» WHAT NEEDS TO BE DONE: From the first line to the last, write out the records exactly, leaving out images.

==================================================

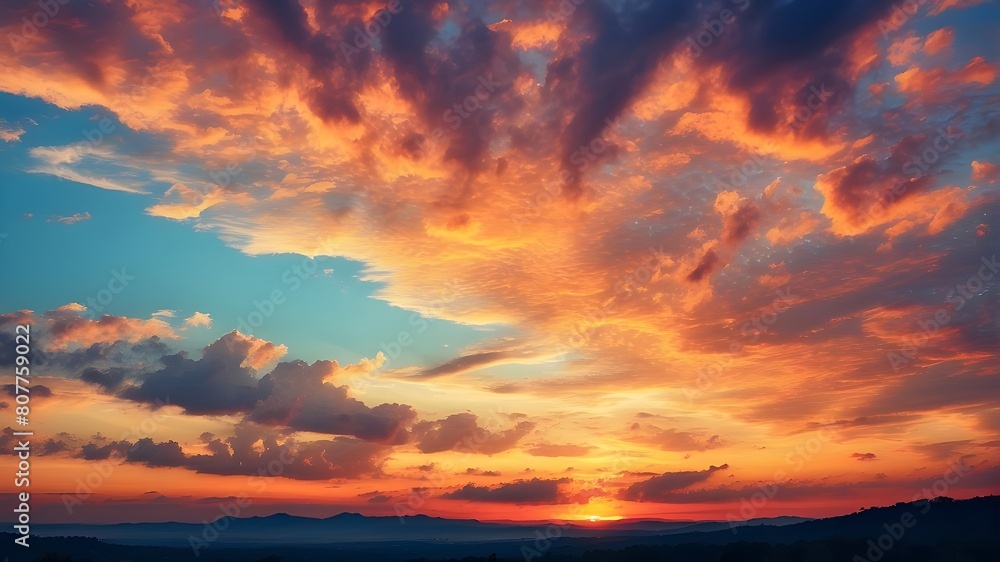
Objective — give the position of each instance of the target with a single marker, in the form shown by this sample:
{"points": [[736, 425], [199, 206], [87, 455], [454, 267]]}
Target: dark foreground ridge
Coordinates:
{"points": [[940, 530]]}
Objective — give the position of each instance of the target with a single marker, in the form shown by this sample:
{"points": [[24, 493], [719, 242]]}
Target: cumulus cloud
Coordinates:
{"points": [[461, 432], [659, 488], [198, 320]]}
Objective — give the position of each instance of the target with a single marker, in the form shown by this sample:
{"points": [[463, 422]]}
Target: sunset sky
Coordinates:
{"points": [[511, 259]]}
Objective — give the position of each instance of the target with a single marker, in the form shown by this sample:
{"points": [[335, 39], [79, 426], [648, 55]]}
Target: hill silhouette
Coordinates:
{"points": [[942, 529]]}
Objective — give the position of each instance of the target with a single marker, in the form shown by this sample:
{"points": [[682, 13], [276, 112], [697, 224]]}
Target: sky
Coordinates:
{"points": [[505, 260]]}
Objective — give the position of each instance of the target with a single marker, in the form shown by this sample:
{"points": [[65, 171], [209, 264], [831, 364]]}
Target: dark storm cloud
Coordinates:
{"points": [[334, 97], [217, 383], [253, 451], [296, 396], [293, 394], [108, 379], [599, 82], [478, 67]]}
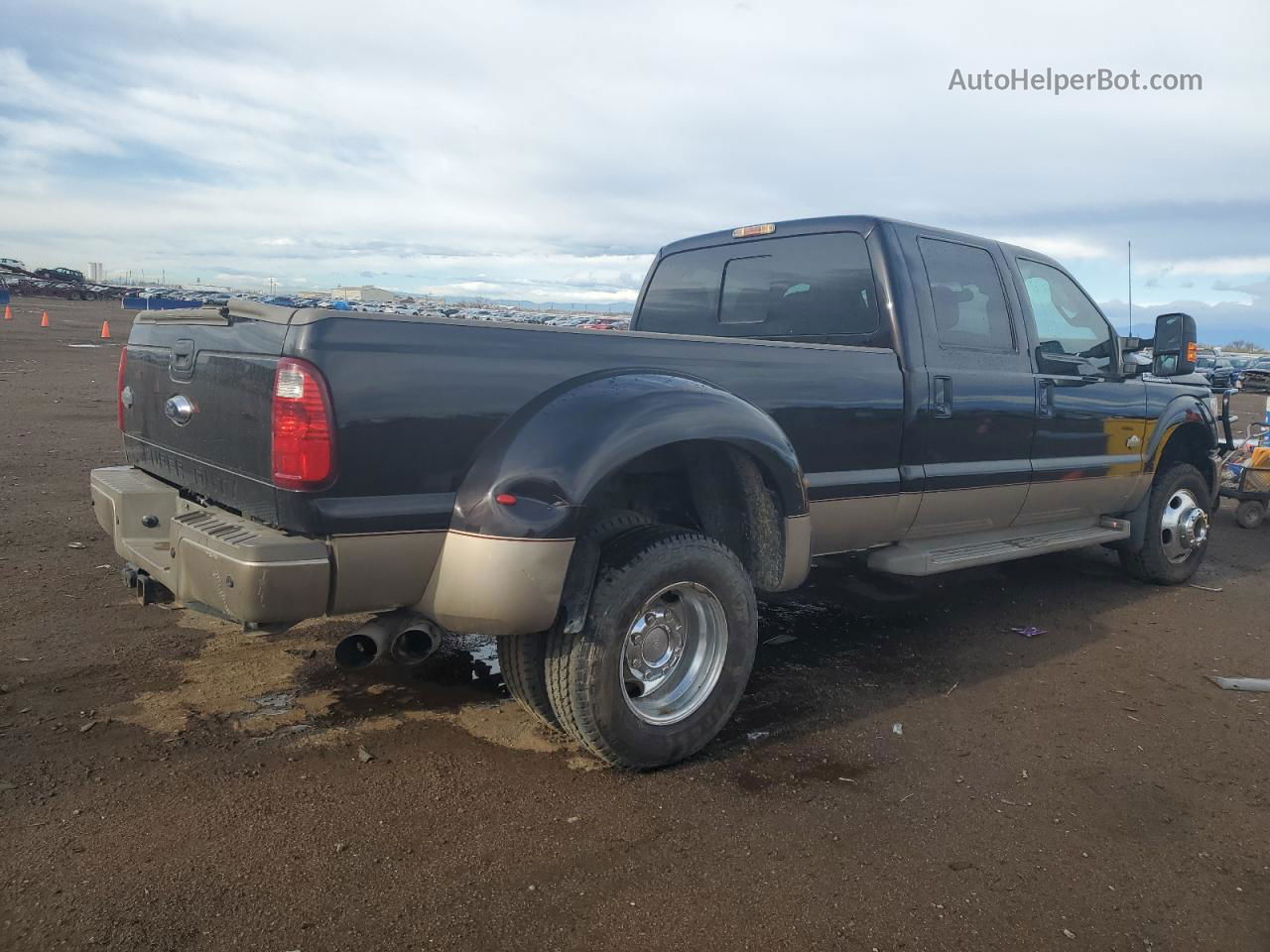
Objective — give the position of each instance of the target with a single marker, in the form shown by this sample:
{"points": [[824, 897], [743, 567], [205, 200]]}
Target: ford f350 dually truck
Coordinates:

==================================================

» ANSWER FOR THIS EXERCISE:
Objective — give the position of each instance of the target with a single marker, in the form shown by this sample:
{"points": [[736, 425], [199, 206], [87, 455], [454, 267]]}
Target: dark foreground ridge
Coordinates:
{"points": [[940, 530]]}
Objective — give the position of each instance of the target with a single marker, in the form shown by this sample:
{"points": [[24, 493], [719, 242]]}
Target: cumulus cloud
Coordinates:
{"points": [[461, 432], [659, 488], [198, 320]]}
Objective — give the position of each instance of the target with a single marker, in the form shown by this sample:
{"points": [[463, 422]]}
Target: sunset sky
Coordinates:
{"points": [[511, 259]]}
Objective — give the position of each instance of the target with a single marker, in the form shown by this sample:
{"points": [[335, 39], [79, 426], [648, 55]]}
Target: hill silhouette
Coordinates:
{"points": [[942, 529]]}
Objective — give the position of each instance of the target with a single marker, in the form shown by this sample:
{"points": [[682, 13], [276, 112], [697, 224]]}
Target: sky
Coordinates:
{"points": [[505, 260]]}
Objective — give the position of each instance of the target with a single marker, in the form shown by this sample:
{"points": [[65, 171], [209, 264], [831, 364]]}
Target: dark storm cloud
Coordinates:
{"points": [[334, 97], [217, 383], [253, 451], [296, 396], [293, 394], [108, 379], [599, 82], [478, 67]]}
Objective — give the position of each instance of the target with a single marker, in the form shown by this sample:
{"points": [[824, 897], [743, 567], [205, 200]]}
Target: ford f350 dually truck
Coordinates:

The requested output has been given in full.